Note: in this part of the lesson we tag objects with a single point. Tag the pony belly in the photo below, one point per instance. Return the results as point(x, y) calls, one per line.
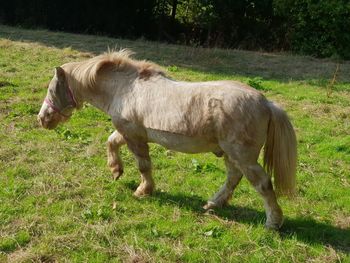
point(181, 143)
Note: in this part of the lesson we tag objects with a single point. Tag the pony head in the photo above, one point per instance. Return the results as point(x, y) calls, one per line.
point(59, 102)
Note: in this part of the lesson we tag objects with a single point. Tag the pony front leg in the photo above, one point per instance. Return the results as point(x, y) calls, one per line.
point(143, 161)
point(115, 141)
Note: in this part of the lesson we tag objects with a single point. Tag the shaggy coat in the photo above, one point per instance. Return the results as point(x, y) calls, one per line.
point(227, 118)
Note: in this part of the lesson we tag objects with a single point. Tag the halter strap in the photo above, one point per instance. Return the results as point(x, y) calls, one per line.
point(59, 111)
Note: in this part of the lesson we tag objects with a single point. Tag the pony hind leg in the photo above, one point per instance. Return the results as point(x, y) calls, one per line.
point(246, 159)
point(143, 161)
point(115, 141)
point(223, 196)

## What needs to be done
Without including any pictures, copy every line above exactly.

## Solution to this problem
Note: in this part of the lesson we tag objects with a single point. Tag the pony belly in the photo below, one point per instance. Return the results as point(x, y) calls, one per line.
point(181, 143)
Note: in this part of the lesson we tag objects with a single point. Tag the pony head in the photo above, one point per instance. Return the results as point(x, y) calls, one per line.
point(59, 102)
Note: in this part of the lesson we tag objects with a single point. Tag the pony front leg in the photo above, one point per instance. Return the results as point(x, y) calls, one per line.
point(143, 161)
point(115, 141)
Note: in this part of the lesson we tag objects with a single point. Tag the shaggy coat in the photo above, one point per instance. Return the results as point(x, y) calls, one per line.
point(227, 118)
Note: in this part of the lesson we tag objects with a single point. Tag the halter strap in the photo above, one point per instance. Return the results as point(x, y) calls, one per line.
point(59, 111)
Note: in this part of the lesson we tag objects with a single point. Tag the pony hind leg in the photo above, one point per instance. Return the results as point(x, y) calls, one per line.
point(246, 159)
point(143, 161)
point(115, 141)
point(223, 196)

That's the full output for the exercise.